The number of single-family homes put under agreement in February was up 44.2 percent compared to the same time last year (*2,335 homes in 2011 to 3,368 homes in 2012). This is the 10th straight month of year-over-year increases. This was the largest year-over-year increase since MAR has been tracking this data. Prior to the previous record in January 2012 (39.4 percent increase), the largest increase year-over-year was 32.3 percent in April 2010. On a month-to-month basis, single-family homes put under agreement went up 18.3 percent from 2,846 homes in January.

The number of condos put under agreement in February was up 35.3 percent compared to February 2011 (*944 units in 2011 to 1,277 units in 2012). On a month-to-month basis, condos put under agreement were up 20 percent from 1064 units in January.

About Pending Sales:
The tracking of signed purchase and sales agreements (also called “pending sales”) provide reliable information about where the real estate market is heading in coming months.

A pending sale or a sale “under agreement” is when the buyer and seller agree on the terms of the sale of a home and have a signed purchase and sale agreement, but have yet to close and be recorded as such. MAR is the only organization which compiles this statewide information from Multiple Listing Services each month.

About the Massachusetts Association of REALTORS®:
Organized in 1924, the Massachusetts Association of REALTORS® is a professional trade organization with more than 18,000 members. The term REALTOR® is registered as the exclusive designation of members of the National Association of REALTORS® who subscribe to a strict code of ethics and enjoy continuing education programs.

*Please note: As of January 2012, all 2011 pending home sales data has been updated to reflect new collection methods from the three REALTOR® affiliated Multiple Listing Services in Massachusetts via 10K Research and Marketing.

Monday, February 20, 2012

Home Affordability Climbs to its Highest Level Ever

The National Association of Home Builders/Wells Fargo Housing Opportunity Index came out with the latest figures for housing affordability. Housing affordability rose to a record high during the fourth quarter of 2011, which means a home buyer’s purchasing power is greater than it ever has been before.

The index showed that 75.9 percent of all new and existing homes sold in the fourth quarter were affordable to families earning the national median income of $64,200, according to the index. That marks the highest percentage recorded in the index’s 20-year history.

"While today's report indicates that home ownership is within reach of more households than it has been for more than two decades, overly restrictive lending conditions confronting home buyers and builders remain significant obstacles to many potential homes sales, even with interest rates at historically low levels," says Barry Rutenberg, chairman of the National Association of Home Builders.

> _What you will do_:
a – In the housing report, by what percentage did condos put under agreement in February rise compared to February 2011?
b – Restate the housing report word for word, everything from "The number of condos" down to "in coming months.".
c – Summarize the housing report in two sentences.
Rely on the housing report alone.

Photo object pointing records
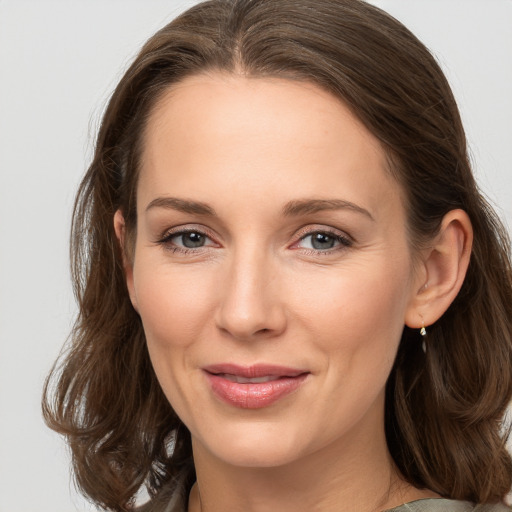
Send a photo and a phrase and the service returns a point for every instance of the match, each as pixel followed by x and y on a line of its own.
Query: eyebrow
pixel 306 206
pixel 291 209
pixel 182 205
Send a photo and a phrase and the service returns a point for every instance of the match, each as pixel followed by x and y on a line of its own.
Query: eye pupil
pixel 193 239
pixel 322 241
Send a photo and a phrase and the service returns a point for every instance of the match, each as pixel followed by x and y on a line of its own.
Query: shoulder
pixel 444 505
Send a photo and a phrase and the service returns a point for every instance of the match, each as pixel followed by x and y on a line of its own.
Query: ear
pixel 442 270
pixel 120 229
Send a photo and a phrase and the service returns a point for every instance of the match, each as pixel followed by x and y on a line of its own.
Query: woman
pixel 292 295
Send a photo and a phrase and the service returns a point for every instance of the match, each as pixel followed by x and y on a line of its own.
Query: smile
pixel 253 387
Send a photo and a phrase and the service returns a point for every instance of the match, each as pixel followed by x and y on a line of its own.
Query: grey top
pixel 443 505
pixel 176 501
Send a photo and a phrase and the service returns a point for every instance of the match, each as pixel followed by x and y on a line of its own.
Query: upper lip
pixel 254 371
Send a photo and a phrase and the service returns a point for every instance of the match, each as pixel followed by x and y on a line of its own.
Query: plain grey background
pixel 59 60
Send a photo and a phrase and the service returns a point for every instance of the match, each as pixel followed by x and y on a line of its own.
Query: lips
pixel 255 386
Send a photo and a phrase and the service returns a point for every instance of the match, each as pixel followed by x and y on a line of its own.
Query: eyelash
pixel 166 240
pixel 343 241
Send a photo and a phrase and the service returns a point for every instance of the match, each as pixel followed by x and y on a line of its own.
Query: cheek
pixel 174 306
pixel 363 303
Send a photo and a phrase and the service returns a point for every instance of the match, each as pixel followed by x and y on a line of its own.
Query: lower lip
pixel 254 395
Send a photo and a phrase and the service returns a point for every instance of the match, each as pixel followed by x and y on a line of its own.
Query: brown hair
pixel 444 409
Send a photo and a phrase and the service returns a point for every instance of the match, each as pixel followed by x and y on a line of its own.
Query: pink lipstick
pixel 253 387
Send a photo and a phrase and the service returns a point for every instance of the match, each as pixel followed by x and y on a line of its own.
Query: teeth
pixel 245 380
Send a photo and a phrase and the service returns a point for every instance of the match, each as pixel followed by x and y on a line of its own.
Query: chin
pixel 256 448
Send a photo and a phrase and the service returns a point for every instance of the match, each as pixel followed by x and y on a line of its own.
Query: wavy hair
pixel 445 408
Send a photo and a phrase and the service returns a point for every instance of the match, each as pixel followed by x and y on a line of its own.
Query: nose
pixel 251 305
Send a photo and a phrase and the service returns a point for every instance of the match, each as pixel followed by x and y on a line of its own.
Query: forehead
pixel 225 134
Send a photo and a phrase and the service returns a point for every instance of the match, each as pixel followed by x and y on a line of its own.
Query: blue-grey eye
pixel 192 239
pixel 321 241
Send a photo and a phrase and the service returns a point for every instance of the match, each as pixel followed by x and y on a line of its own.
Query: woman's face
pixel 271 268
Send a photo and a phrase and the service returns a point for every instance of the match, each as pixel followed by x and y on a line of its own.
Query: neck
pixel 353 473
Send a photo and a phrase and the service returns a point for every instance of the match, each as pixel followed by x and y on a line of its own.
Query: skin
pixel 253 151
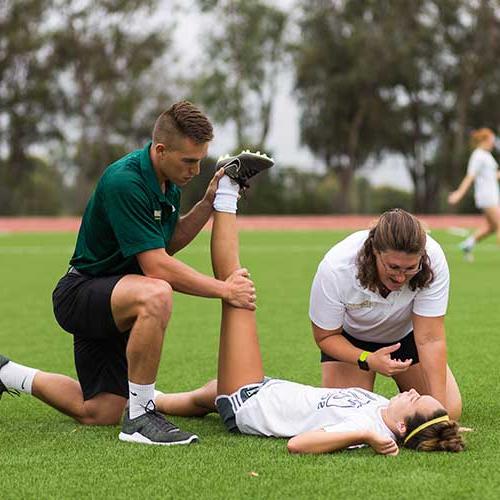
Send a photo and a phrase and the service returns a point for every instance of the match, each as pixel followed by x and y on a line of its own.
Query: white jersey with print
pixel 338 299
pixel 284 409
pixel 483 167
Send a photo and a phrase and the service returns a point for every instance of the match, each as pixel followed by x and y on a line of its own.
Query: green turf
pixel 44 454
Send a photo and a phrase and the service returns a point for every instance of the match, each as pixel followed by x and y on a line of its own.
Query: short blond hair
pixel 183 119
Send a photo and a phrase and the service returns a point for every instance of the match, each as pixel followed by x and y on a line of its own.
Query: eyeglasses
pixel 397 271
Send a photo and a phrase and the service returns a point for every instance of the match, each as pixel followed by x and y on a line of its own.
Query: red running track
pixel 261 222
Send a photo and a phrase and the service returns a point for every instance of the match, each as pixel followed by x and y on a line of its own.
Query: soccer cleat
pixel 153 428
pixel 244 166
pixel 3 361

> _Outputs by task_:
a – 35.3 percent

b –
The number of condos put under agreement in February was up 35.3 percent compared to February 2011 (*944 units in 2011 to 1,277 units in 2012). On a month-to-month basis, condos put under agreement were up 20 percent from 1064 units in January.

About Pending Sales:
The tracking of signed purchase and sales agreements (also called “pending sales”) provide reliable information about where the real estate market is heading in coming months.

c – Single-family homes put under agreement in February were up 44.2 percent from the same time the previous year, the largest year-over-year increase since MAR has been tracking the data, while condos under agreement rose 35.3 percent. Housing affordability also reached a record high in the fourth quarter of 2011, with 75.9 percent of new and existing homes sold affordable to families earning the national median income of $64,200.